**Provided passage**
※

Mayor slams police unions for false allegations of cops being poisoned

After the NYPD determined that Shake Shack employees didn't do anything criminal to the milkshakes that apparently sickened three police officers, the mayor blasted two police unions for spreading "untrue and false" allegations that the cops had been intentionally poisoned by bleach.

The police came to the determination after "a thorough investigation," NYPD Chief of Detectives Rodney Harrison said in a tweet early Tuesday. The milkshakes apparently may have been accidentally contaminated with a cleanser. Harrison told a television news program that the incident "maybe a little bit of a misunderstanding regarding how they clean the items that made the beverage."

The officers had been assigned to work at a protest Monday evening in Manhattan when they stopped at the restaurant for a meal, the New York Patrolman's Benevolent Association said in a statement. The officers determined "a toxic substance, believed to be bleach," was added to their beverages, the statement said.

The officers went to a hospital for treatment but weren't seriously harmed, The Detectives' Endowment Association stated

In their social media posts, the unions expressed outrage that cops would be targeted but provided no evidence backing that up. But by morning, the unions had taken down their statements after the NYPD announced the results of its probe.

※

**Stored data**

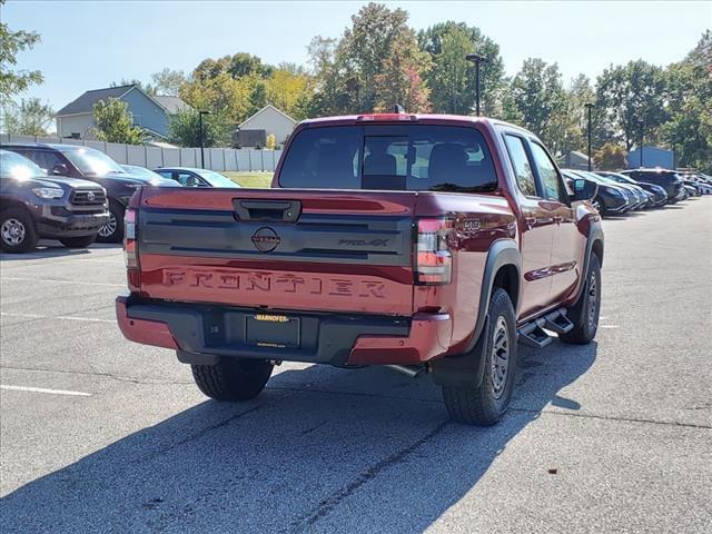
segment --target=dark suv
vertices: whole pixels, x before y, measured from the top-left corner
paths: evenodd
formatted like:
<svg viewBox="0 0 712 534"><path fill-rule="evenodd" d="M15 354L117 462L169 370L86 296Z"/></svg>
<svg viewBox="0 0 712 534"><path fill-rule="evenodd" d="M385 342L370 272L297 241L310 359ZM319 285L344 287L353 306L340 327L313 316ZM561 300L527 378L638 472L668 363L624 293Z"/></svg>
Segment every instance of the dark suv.
<svg viewBox="0 0 712 534"><path fill-rule="evenodd" d="M89 147L29 142L7 144L2 148L31 159L48 175L83 178L102 186L109 197L109 220L99 230L98 240L105 243L119 243L123 238L123 212L136 189L147 185L178 186L172 180L130 175L109 156Z"/></svg>
<svg viewBox="0 0 712 534"><path fill-rule="evenodd" d="M623 170L621 175L630 176L635 181L655 184L665 189L668 201L671 204L684 197L682 179L674 170L666 169L632 169Z"/></svg>
<svg viewBox="0 0 712 534"><path fill-rule="evenodd" d="M101 186L44 176L22 156L0 150L0 249L27 253L38 239L83 248L109 220Z"/></svg>

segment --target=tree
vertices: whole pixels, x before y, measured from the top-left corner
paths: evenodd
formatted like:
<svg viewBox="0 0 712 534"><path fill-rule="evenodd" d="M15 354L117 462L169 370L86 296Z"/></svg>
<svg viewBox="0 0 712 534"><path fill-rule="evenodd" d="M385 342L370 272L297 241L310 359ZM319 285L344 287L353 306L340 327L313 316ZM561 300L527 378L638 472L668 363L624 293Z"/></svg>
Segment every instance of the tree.
<svg viewBox="0 0 712 534"><path fill-rule="evenodd" d="M408 31L408 13L388 9L382 3L368 3L352 17L352 27L344 31L336 51L344 72L344 87L352 96L343 111L373 111L379 100L376 77L384 87L384 59L392 57L394 42ZM388 75L386 75L388 76ZM390 76L400 76L394 69Z"/></svg>
<svg viewBox="0 0 712 534"><path fill-rule="evenodd" d="M500 47L478 28L464 22L441 22L418 33L421 49L432 59L425 75L436 112L469 115L477 93L475 66L465 59L476 52L487 58L481 65L481 105L484 115L502 117L504 106L504 62Z"/></svg>
<svg viewBox="0 0 712 534"><path fill-rule="evenodd" d="M597 78L596 107L604 127L631 150L644 137L654 140L668 119L664 77L660 67L643 60L611 66Z"/></svg>
<svg viewBox="0 0 712 534"><path fill-rule="evenodd" d="M621 170L627 164L625 161L625 148L615 142L606 142L593 154L593 161L601 170Z"/></svg>
<svg viewBox="0 0 712 534"><path fill-rule="evenodd" d="M557 128L555 113L565 99L558 66L538 58L525 60L512 80L511 91L517 119L545 142L553 139Z"/></svg>
<svg viewBox="0 0 712 534"><path fill-rule="evenodd" d="M219 111L202 117L204 142L206 147L228 146L230 121ZM171 116L168 125L168 140L181 147L200 146L200 119L196 109L185 109Z"/></svg>
<svg viewBox="0 0 712 534"><path fill-rule="evenodd" d="M154 72L151 81L154 82L152 87L156 90L156 95L177 97L180 87L188 81L188 78L182 70L165 68L160 72Z"/></svg>
<svg viewBox="0 0 712 534"><path fill-rule="evenodd" d="M389 55L383 60L383 71L374 79L375 109L393 111L394 106L399 103L408 112L429 111L431 91L421 77L428 66L429 58L418 49L413 30L400 32Z"/></svg>
<svg viewBox="0 0 712 534"><path fill-rule="evenodd" d="M674 149L678 165L712 172L712 31L665 72L669 121L661 139Z"/></svg>
<svg viewBox="0 0 712 534"><path fill-rule="evenodd" d="M0 0L0 6L4 0ZM12 31L0 21L0 99L8 101L10 97L23 92L32 83L42 83L39 70L14 69L18 65L17 55L30 50L40 42L39 33L34 31Z"/></svg>
<svg viewBox="0 0 712 534"><path fill-rule="evenodd" d="M10 102L3 107L3 126L8 134L20 136L48 136L47 129L55 118L55 111L39 98L20 100L20 105Z"/></svg>
<svg viewBox="0 0 712 534"><path fill-rule="evenodd" d="M128 103L117 98L93 105L93 134L102 141L140 145L146 138L146 132L134 126Z"/></svg>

※

**Work instruction**
What comes next in the news article about the Shake Shack milkshake allegations? Write the next part of it.

**Exercise response**
Mayor Bill de Blasio said on Tuesday that he was "sick of" police unions spreading unsubstantiated rumors about officers being intentionally poisoned and said they were "sowing division" in the city.

"Last night, there was an allegation that some police officers were poisoned at a Shake Shack. They—the unions—broadcast this on Twitter all night, turned out to be untrue and false," the mayor said at his media briefing. "So, they basically defamed this restaurant chain and acted irresponsibly and I'm just wondering whether there are consequences for that?"

De Blasio called some of the actions by the police unions "anti-social" and specifically called out the head of the Sergeants Benevolent Association. 

"The SBA leadership has engaged in racist activities so many times I can't even count it and anyone who is tweeting in favor of Confederate monuments is supporting the structural racist history of this country. I'm just sick of it. I've been sick of it for years," de Blasio said. "They try to undermine efforts to bond police and community. They try to undermine progress."

Ed Mullins, the president of the SBA, told FOX 5 NY that "every member" of the NYPD and his union should be offended by the mayor's comments. 

Shake Shack tweeted that it was "horrified" by reports of the alleged contamination. The restaurant chain said it was working with the police in the investigation.

Officers across the U.S. and world have been called to watch over protests sparked by the death of George Floyd in Minneapolis police custody on May 25.